> RECORDS FOR PROCESSING
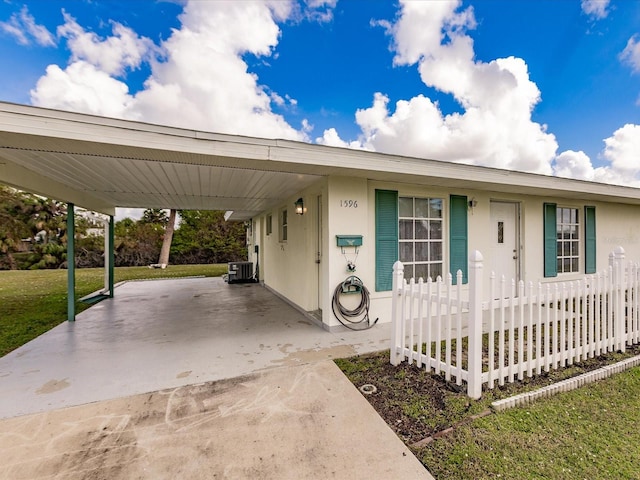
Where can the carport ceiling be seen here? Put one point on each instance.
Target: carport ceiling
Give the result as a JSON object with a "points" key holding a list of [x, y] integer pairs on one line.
{"points": [[101, 163]]}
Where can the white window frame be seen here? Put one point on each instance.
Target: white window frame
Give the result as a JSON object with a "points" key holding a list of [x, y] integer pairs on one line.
{"points": [[435, 263], [568, 238]]}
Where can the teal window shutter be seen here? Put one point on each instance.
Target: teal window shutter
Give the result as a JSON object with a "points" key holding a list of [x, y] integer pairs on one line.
{"points": [[550, 240], [386, 237], [589, 239], [458, 236]]}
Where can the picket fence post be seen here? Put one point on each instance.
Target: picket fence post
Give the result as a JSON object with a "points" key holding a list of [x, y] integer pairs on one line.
{"points": [[474, 379], [618, 295], [396, 312]]}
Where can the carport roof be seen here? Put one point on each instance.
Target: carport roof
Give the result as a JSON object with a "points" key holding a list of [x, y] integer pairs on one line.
{"points": [[101, 163]]}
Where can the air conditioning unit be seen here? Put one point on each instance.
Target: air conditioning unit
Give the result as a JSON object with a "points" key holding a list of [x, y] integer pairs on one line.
{"points": [[240, 272]]}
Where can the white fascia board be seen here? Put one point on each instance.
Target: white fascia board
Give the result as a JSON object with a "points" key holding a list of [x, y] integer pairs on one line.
{"points": [[81, 133]]}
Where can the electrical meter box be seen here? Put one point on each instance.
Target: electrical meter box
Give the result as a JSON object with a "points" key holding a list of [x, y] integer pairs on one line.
{"points": [[349, 240]]}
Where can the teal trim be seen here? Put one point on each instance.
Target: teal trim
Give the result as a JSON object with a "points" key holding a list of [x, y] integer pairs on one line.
{"points": [[589, 239], [71, 263], [386, 237], [458, 237], [550, 212], [110, 255]]}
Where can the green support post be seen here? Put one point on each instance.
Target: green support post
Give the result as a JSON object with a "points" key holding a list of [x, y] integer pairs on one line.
{"points": [[71, 263], [111, 255]]}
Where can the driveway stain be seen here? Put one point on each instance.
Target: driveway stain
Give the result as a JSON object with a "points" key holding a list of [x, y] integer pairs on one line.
{"points": [[53, 386]]}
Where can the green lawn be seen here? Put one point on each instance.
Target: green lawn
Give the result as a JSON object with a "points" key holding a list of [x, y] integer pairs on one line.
{"points": [[589, 433], [34, 301]]}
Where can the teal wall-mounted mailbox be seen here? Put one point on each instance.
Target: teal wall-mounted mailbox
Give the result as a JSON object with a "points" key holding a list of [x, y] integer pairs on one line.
{"points": [[349, 240]]}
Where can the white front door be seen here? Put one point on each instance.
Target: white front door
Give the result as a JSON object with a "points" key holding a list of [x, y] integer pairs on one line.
{"points": [[505, 242]]}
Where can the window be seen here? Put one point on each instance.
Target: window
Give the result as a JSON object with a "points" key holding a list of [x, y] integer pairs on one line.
{"points": [[568, 240], [283, 225], [420, 235], [563, 241]]}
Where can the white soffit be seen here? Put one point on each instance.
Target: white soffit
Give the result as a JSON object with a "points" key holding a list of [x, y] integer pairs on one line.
{"points": [[131, 164]]}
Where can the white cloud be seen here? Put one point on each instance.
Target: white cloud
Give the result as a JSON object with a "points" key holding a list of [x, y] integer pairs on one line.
{"points": [[200, 80], [113, 55], [571, 164], [622, 150], [24, 28], [498, 97], [631, 54], [597, 9], [81, 87]]}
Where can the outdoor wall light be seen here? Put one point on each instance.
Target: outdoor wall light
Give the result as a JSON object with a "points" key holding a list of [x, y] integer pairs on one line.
{"points": [[299, 204]]}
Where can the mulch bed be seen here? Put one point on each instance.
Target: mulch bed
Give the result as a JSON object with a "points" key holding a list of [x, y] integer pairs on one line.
{"points": [[417, 404]]}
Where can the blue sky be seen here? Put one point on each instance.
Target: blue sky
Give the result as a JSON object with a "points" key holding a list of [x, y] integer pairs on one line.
{"points": [[545, 86]]}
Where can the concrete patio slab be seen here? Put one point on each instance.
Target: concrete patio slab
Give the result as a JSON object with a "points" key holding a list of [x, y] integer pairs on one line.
{"points": [[165, 334], [300, 422]]}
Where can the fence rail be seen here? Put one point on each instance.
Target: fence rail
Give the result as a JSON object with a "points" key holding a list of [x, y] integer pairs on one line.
{"points": [[522, 330]]}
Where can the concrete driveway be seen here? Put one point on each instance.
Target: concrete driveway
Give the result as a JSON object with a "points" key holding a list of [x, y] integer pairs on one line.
{"points": [[165, 334], [193, 378]]}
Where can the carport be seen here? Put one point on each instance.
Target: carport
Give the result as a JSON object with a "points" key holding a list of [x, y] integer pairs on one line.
{"points": [[164, 334], [100, 164]]}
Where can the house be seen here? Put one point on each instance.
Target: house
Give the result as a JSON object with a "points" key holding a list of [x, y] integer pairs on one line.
{"points": [[318, 215]]}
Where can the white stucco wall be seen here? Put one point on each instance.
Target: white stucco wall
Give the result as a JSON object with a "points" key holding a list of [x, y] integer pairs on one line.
{"points": [[289, 267], [348, 208]]}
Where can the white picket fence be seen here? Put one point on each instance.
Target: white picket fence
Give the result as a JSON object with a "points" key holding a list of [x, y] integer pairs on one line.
{"points": [[522, 330]]}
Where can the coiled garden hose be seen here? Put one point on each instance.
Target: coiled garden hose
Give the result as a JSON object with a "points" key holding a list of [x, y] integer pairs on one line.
{"points": [[354, 319]]}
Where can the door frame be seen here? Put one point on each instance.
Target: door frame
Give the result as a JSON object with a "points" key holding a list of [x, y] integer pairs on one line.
{"points": [[519, 249]]}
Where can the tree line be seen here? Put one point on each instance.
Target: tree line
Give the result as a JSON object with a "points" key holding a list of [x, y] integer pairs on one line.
{"points": [[33, 235]]}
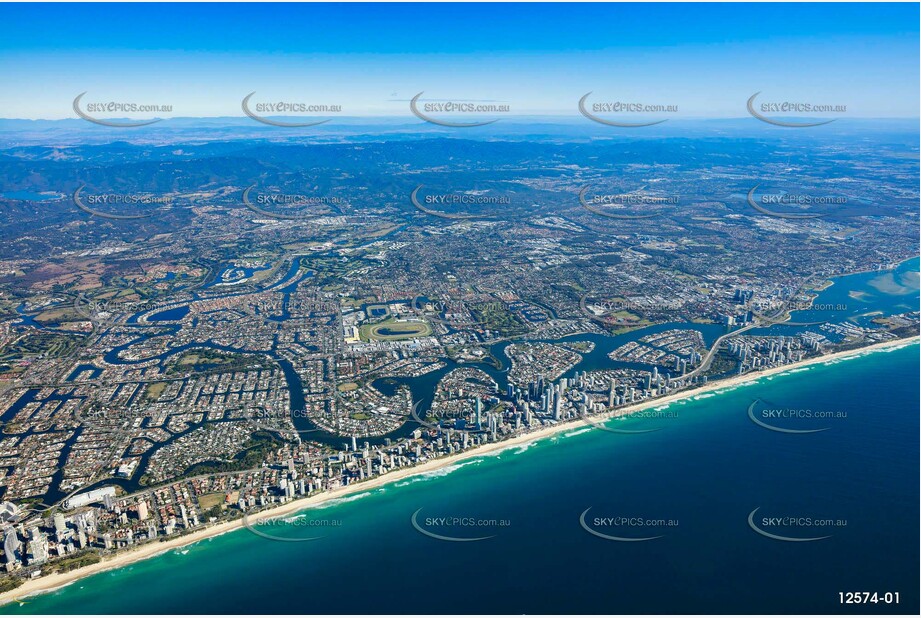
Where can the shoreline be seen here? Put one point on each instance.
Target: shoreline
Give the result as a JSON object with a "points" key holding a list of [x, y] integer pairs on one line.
{"points": [[56, 581]]}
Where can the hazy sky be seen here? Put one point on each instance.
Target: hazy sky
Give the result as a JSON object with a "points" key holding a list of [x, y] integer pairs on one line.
{"points": [[539, 59]]}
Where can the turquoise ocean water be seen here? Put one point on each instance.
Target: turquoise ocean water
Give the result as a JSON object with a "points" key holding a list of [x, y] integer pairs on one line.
{"points": [[692, 484]]}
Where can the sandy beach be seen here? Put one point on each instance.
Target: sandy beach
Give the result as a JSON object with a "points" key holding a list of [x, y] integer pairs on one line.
{"points": [[57, 580]]}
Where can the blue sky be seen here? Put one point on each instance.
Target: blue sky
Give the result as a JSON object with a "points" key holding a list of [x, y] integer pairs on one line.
{"points": [[539, 59]]}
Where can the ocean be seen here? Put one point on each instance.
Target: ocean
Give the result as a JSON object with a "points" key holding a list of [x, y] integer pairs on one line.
{"points": [[706, 486]]}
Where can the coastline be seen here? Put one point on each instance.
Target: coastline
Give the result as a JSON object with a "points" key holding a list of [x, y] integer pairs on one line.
{"points": [[58, 580]]}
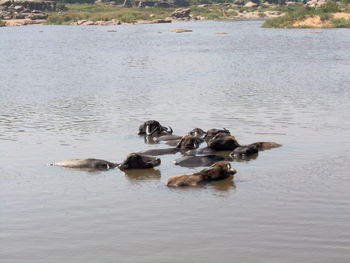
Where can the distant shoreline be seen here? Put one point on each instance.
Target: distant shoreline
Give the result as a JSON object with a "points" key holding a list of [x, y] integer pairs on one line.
{"points": [[329, 15]]}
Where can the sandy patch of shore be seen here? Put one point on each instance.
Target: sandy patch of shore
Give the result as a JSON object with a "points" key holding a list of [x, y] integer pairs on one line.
{"points": [[314, 22], [23, 22]]}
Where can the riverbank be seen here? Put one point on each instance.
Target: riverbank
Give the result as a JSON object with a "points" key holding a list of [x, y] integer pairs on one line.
{"points": [[107, 14], [328, 15]]}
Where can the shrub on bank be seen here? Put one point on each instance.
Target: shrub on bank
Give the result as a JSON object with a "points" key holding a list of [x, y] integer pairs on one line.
{"points": [[341, 22], [295, 14]]}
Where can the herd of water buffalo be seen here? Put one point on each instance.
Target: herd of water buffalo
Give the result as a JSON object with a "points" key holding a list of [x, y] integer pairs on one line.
{"points": [[221, 148]]}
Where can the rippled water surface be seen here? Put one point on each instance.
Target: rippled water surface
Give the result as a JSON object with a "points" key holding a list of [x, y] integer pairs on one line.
{"points": [[78, 92]]}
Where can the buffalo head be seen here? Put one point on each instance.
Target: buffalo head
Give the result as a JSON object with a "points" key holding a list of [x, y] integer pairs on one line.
{"points": [[139, 161], [213, 132], [154, 128], [188, 142]]}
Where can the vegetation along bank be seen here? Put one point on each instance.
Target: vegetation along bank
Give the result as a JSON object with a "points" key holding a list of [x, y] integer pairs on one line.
{"points": [[278, 13]]}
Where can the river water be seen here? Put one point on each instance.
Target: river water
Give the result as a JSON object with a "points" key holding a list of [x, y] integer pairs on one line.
{"points": [[79, 92]]}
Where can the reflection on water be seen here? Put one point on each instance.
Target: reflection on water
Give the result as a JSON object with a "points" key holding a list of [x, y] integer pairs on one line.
{"points": [[75, 92], [144, 174]]}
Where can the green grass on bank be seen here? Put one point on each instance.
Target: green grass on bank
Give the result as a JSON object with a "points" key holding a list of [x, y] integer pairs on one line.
{"points": [[96, 12], [299, 13]]}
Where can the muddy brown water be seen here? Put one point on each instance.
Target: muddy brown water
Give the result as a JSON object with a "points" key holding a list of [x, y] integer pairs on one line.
{"points": [[79, 92]]}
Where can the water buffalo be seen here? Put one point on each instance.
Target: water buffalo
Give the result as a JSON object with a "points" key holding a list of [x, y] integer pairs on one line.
{"points": [[132, 161], [88, 164], [174, 139], [250, 151], [153, 128], [243, 152], [222, 142], [186, 143], [139, 161], [196, 161], [218, 171], [213, 132], [208, 156], [197, 132]]}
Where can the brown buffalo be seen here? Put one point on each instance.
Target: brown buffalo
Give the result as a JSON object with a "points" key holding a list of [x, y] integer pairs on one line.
{"points": [[222, 142], [154, 128], [139, 161], [213, 132], [88, 164], [186, 143], [218, 171]]}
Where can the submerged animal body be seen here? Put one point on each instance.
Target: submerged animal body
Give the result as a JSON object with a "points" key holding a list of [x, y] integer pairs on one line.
{"points": [[93, 164], [196, 161], [139, 161], [222, 142], [210, 134], [154, 128], [186, 143], [247, 151], [218, 171]]}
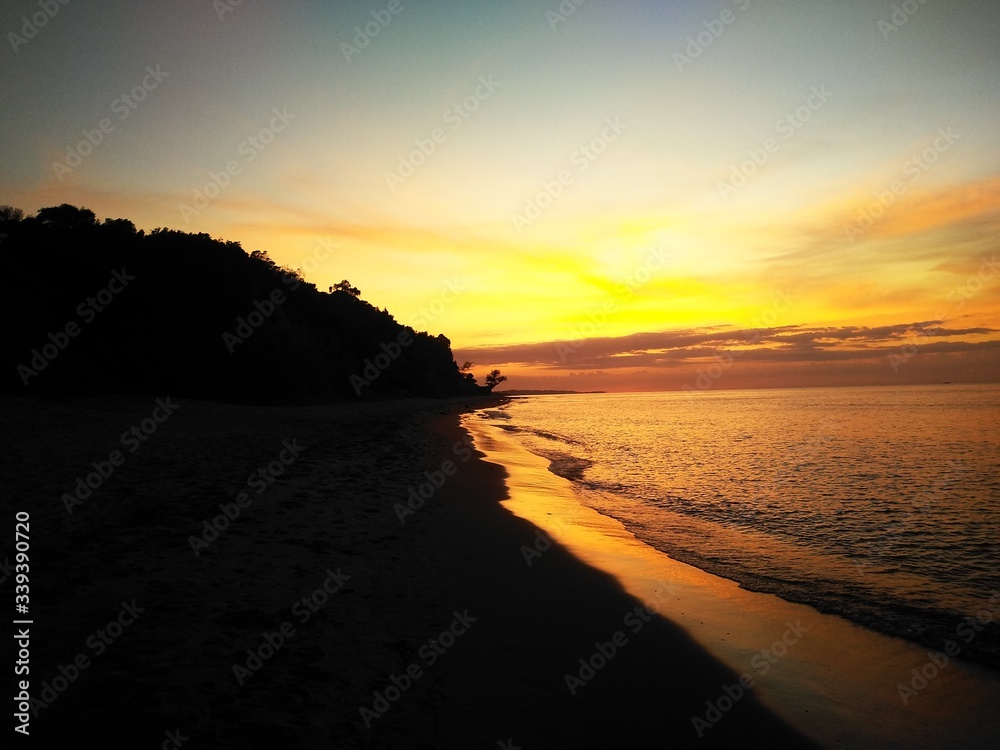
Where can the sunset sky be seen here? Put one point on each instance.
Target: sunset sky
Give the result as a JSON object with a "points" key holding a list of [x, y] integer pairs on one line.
{"points": [[622, 195]]}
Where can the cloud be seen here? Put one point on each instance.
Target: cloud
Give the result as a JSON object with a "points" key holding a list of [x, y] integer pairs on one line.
{"points": [[792, 343]]}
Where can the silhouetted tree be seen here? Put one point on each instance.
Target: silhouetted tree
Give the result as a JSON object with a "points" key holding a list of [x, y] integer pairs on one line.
{"points": [[120, 226], [494, 379], [67, 217], [9, 213], [345, 286]]}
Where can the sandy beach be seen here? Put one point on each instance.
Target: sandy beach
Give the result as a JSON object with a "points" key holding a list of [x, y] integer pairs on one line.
{"points": [[367, 589], [837, 682]]}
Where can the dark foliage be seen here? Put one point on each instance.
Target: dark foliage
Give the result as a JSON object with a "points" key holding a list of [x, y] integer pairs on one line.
{"points": [[164, 332]]}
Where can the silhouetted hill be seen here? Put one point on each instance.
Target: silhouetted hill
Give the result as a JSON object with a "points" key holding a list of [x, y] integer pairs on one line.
{"points": [[100, 308]]}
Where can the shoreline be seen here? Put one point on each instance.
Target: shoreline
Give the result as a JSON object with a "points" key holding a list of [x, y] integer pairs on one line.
{"points": [[838, 683], [317, 600]]}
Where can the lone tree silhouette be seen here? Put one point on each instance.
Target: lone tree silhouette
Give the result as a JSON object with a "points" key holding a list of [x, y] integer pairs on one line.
{"points": [[345, 286], [494, 379]]}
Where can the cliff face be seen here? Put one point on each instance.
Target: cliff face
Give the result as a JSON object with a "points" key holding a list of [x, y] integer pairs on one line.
{"points": [[100, 308]]}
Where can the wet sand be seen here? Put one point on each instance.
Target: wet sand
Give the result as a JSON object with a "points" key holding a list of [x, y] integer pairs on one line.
{"points": [[366, 625], [835, 681]]}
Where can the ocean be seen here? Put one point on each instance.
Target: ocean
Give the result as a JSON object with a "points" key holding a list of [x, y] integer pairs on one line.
{"points": [[879, 504]]}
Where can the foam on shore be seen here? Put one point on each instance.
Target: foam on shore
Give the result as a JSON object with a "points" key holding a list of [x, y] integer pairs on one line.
{"points": [[833, 680]]}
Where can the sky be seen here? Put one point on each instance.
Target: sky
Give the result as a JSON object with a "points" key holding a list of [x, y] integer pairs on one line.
{"points": [[590, 195]]}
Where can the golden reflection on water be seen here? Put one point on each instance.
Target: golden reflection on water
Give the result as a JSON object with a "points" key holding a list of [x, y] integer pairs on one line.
{"points": [[837, 682]]}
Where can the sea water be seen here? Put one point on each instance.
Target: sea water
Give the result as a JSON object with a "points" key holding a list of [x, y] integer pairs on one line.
{"points": [[878, 504]]}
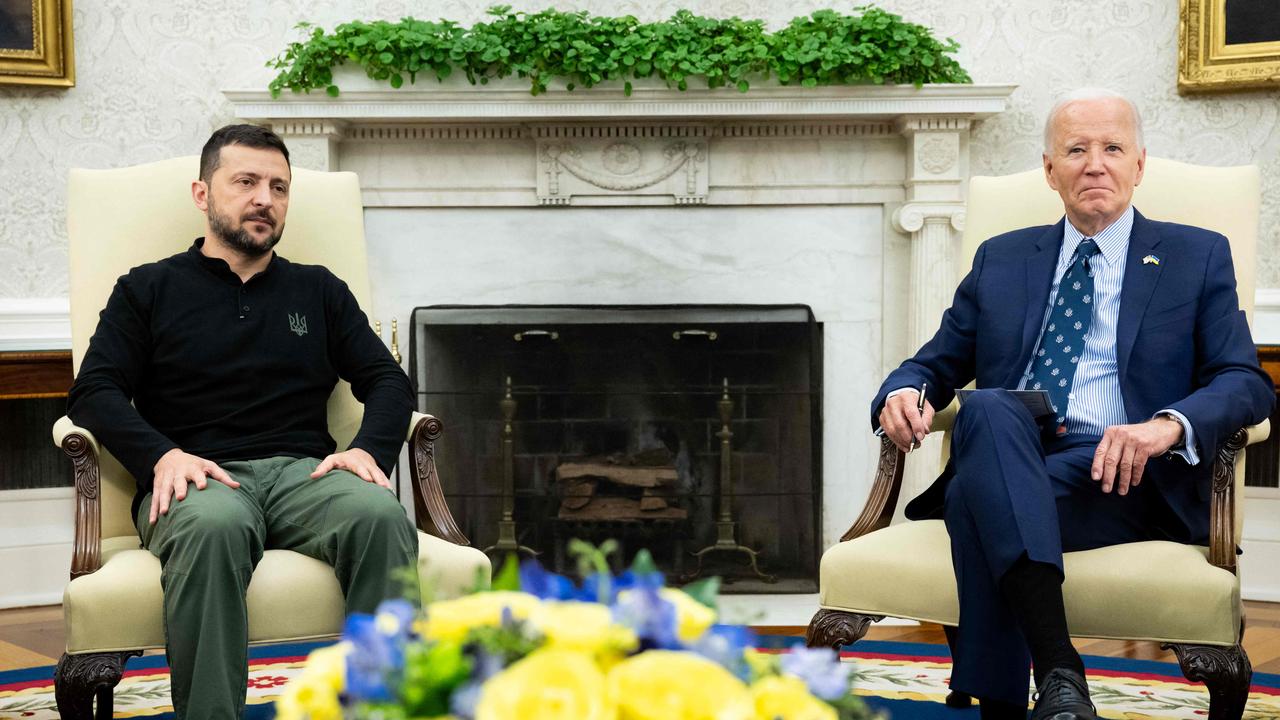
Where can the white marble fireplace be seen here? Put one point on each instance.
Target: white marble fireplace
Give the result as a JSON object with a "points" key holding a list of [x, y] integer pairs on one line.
{"points": [[840, 199]]}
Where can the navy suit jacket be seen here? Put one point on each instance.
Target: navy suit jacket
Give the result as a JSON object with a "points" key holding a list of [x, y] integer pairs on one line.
{"points": [[1182, 343]]}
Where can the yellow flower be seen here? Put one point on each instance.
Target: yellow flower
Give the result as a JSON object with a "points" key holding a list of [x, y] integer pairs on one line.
{"points": [[451, 619], [663, 684], [547, 684], [585, 627], [693, 618], [314, 693], [785, 697]]}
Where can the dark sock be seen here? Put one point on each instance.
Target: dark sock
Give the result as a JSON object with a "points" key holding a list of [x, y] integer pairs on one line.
{"points": [[1034, 595], [1000, 710]]}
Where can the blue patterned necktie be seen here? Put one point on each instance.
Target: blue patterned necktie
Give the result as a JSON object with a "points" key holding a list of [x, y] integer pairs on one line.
{"points": [[1063, 343]]}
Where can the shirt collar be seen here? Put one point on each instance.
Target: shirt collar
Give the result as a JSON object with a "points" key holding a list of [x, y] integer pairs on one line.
{"points": [[1112, 241], [219, 267]]}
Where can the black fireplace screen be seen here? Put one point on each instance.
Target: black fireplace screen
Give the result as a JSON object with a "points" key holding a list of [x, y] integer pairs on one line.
{"points": [[691, 431]]}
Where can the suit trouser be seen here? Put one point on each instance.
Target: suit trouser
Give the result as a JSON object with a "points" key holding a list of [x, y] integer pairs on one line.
{"points": [[210, 542], [1019, 493]]}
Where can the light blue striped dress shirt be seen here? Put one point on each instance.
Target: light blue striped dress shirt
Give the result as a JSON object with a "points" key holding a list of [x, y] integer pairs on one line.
{"points": [[1096, 402]]}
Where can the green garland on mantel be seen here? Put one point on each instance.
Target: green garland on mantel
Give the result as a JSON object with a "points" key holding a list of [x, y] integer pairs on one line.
{"points": [[872, 46]]}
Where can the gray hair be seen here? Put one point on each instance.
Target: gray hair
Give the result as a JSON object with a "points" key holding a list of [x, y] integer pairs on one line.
{"points": [[1092, 94]]}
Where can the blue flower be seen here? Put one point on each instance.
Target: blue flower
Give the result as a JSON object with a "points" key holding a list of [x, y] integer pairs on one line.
{"points": [[544, 584], [378, 648], [726, 645], [821, 670], [649, 616], [371, 660]]}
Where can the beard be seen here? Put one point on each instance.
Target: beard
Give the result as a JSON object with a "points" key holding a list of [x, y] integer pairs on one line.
{"points": [[236, 237]]}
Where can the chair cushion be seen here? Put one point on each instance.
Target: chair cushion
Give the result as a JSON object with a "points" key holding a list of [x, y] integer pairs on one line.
{"points": [[120, 605], [1151, 591]]}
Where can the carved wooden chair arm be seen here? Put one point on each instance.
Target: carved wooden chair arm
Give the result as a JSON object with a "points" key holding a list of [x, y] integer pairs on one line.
{"points": [[429, 504], [887, 486], [82, 447], [1221, 532], [885, 490]]}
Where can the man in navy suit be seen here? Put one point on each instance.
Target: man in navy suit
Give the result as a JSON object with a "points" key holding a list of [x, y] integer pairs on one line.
{"points": [[1134, 331]]}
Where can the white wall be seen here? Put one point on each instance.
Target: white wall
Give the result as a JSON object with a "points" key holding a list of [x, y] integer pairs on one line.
{"points": [[150, 76]]}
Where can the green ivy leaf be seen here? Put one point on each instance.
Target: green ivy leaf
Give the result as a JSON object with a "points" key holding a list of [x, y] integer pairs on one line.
{"points": [[826, 48]]}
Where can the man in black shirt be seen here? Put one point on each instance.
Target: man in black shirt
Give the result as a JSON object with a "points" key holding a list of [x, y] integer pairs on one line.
{"points": [[216, 364]]}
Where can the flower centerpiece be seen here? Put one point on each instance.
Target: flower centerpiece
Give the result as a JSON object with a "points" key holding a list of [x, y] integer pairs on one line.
{"points": [[539, 647]]}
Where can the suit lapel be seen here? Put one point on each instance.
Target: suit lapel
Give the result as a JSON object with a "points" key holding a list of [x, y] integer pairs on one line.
{"points": [[1040, 277], [1139, 285]]}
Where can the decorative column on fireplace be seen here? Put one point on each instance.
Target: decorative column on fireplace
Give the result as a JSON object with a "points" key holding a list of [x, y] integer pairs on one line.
{"points": [[672, 428]]}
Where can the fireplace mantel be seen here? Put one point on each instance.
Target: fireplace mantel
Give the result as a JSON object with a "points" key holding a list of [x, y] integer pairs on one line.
{"points": [[891, 159], [364, 100]]}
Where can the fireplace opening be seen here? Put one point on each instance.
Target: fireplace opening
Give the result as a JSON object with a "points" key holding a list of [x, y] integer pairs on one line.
{"points": [[693, 431]]}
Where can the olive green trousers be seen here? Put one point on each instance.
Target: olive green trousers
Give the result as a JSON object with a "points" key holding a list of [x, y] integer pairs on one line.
{"points": [[210, 542]]}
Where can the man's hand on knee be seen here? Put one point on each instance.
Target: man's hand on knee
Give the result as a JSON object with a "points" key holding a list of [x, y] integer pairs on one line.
{"points": [[1121, 455], [356, 461], [174, 470], [903, 420]]}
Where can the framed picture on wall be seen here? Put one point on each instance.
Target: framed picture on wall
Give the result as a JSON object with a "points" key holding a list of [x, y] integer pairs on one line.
{"points": [[1228, 45], [36, 42]]}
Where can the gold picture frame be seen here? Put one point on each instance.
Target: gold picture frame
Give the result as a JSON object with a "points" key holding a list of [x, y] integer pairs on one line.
{"points": [[1208, 60], [36, 44]]}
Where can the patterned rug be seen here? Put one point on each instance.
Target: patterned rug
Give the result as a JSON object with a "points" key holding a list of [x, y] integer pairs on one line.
{"points": [[906, 679]]}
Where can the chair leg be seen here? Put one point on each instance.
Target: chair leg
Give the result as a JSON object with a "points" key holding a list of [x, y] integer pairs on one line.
{"points": [[832, 628], [80, 678], [955, 698], [1224, 670]]}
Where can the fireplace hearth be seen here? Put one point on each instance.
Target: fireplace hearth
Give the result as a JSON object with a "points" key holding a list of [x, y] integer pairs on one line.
{"points": [[691, 431]]}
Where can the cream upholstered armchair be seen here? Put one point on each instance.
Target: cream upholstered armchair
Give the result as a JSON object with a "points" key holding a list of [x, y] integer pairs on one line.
{"points": [[1184, 597], [126, 217]]}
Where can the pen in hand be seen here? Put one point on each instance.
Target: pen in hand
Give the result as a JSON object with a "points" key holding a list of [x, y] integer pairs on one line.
{"points": [[919, 408]]}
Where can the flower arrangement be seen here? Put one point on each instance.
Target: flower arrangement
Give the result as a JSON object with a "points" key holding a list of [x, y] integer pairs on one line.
{"points": [[539, 647]]}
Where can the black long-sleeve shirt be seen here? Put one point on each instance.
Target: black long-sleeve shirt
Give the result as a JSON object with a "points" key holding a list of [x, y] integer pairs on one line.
{"points": [[231, 370]]}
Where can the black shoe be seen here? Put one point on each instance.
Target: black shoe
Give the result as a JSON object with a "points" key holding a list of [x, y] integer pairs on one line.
{"points": [[1064, 696]]}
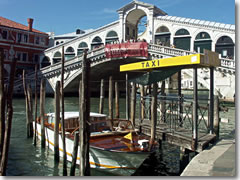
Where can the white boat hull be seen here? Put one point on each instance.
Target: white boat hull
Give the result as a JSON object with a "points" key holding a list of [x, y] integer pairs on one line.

> GOAL
Can you copy, word for word, the material above from the line containing "Where can the white boat" up to and including its final line?

> SOLUTION FOR THIS EXERCISE
Where can the white boat hull be seen here? Put one point on each instance.
Target: white boat hull
Give the result as a JSON object with a "points" key holding a list of [x, y] integer pairs on one line.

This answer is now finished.